**Raw records**
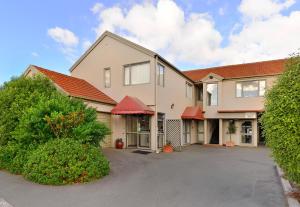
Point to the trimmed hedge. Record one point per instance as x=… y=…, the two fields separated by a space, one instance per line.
x=281 y=120
x=63 y=161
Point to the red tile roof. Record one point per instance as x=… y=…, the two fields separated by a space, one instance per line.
x=193 y=112
x=76 y=87
x=272 y=67
x=131 y=105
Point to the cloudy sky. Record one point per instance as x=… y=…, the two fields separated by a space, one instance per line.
x=189 y=33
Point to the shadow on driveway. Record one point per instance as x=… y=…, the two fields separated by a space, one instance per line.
x=197 y=176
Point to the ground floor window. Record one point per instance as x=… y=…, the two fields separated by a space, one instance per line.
x=138 y=131
x=246 y=132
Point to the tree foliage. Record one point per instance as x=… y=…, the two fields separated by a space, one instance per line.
x=34 y=116
x=281 y=120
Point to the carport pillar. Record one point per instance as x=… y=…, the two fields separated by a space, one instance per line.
x=205 y=132
x=220 y=131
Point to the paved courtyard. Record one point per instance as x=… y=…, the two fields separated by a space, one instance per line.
x=198 y=176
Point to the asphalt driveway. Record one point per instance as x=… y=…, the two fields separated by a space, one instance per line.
x=198 y=176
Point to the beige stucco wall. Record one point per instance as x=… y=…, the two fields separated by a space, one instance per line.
x=113 y=54
x=236 y=137
x=174 y=92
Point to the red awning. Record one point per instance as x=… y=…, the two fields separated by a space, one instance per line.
x=193 y=112
x=131 y=105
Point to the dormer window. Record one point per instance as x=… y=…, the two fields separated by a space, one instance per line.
x=250 y=88
x=212 y=94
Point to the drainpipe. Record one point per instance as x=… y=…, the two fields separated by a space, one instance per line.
x=155 y=102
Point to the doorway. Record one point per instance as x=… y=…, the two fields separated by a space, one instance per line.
x=187 y=131
x=246 y=132
x=200 y=132
x=214 y=139
x=138 y=131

**Written problem**
Convert the material above into a two-column CSV with the header label_prompt,points. Give each "Point to" line its own row, paired with the coordinates listed under it, put each value in a single quoted field with line breaks replaced by spaces, and leave the pictures out.

**Result**
label_prompt,points
"Point to the trimmed hedge. Record one point per instance as x=… y=…, the two fields separated by a space, one instance per line.","x=281 y=120 x=63 y=161"
"Point to the red tile roof. Record one point per instance as x=… y=…, the two fields separated by a space, one instance per line.","x=193 y=112 x=76 y=87 x=272 y=67 x=131 y=105"
"Point to the cloudy sky. Record one point per instance as x=… y=…, the two fields separated by a space, one instance per line.","x=189 y=33"
"Point to the shadow on driveway. Record one point per instance as x=… y=…, the two fields separated by a space, one instance per line.","x=197 y=176"
"Point to the ground floor window. Record one point per instance as x=… y=…, the two fields separated by a space, one instance per line.","x=138 y=131 x=246 y=132"
"Point to the tree foliage. Record one point per instance as x=… y=…, the two fields separated by a space, one instance per line.","x=34 y=116 x=281 y=120"
"Point to the carport pillar. Record one point per instance as x=… y=…, the two fields separated by a space, one instance per line.","x=205 y=132 x=220 y=131"
"Point to the paved courtyard. Record one point per instance as x=… y=…, the two fields separated by a space, one instance per line.","x=198 y=176"
"Point to the asphalt driveway. Record one point per instance as x=… y=…, the two fields separated by a space, one instance per line.","x=198 y=176"
"Point to the beige stucco wall. Record one point per instance as x=… y=…, the two fields separated by a space, one instance per line.","x=113 y=54 x=236 y=137 x=174 y=92"
"Point to the red awning. Record one point per instance as x=… y=…, the two fields separated by a space, one instance per line.","x=193 y=112 x=131 y=105"
"Point to the dormer window. Record one point per instance as x=… y=…, the two fields separated by a space, one instance per line.","x=250 y=88 x=212 y=94"
"Point to the drainpipe. Record one point per instance as x=… y=…, the two fields separated by a space, one instance per line.","x=155 y=102"
"Point to the doorway. Record one point per instance as x=… y=…, the two fields separated by a space, one instance per line.","x=187 y=131 x=246 y=132 x=200 y=132 x=214 y=139 x=138 y=131"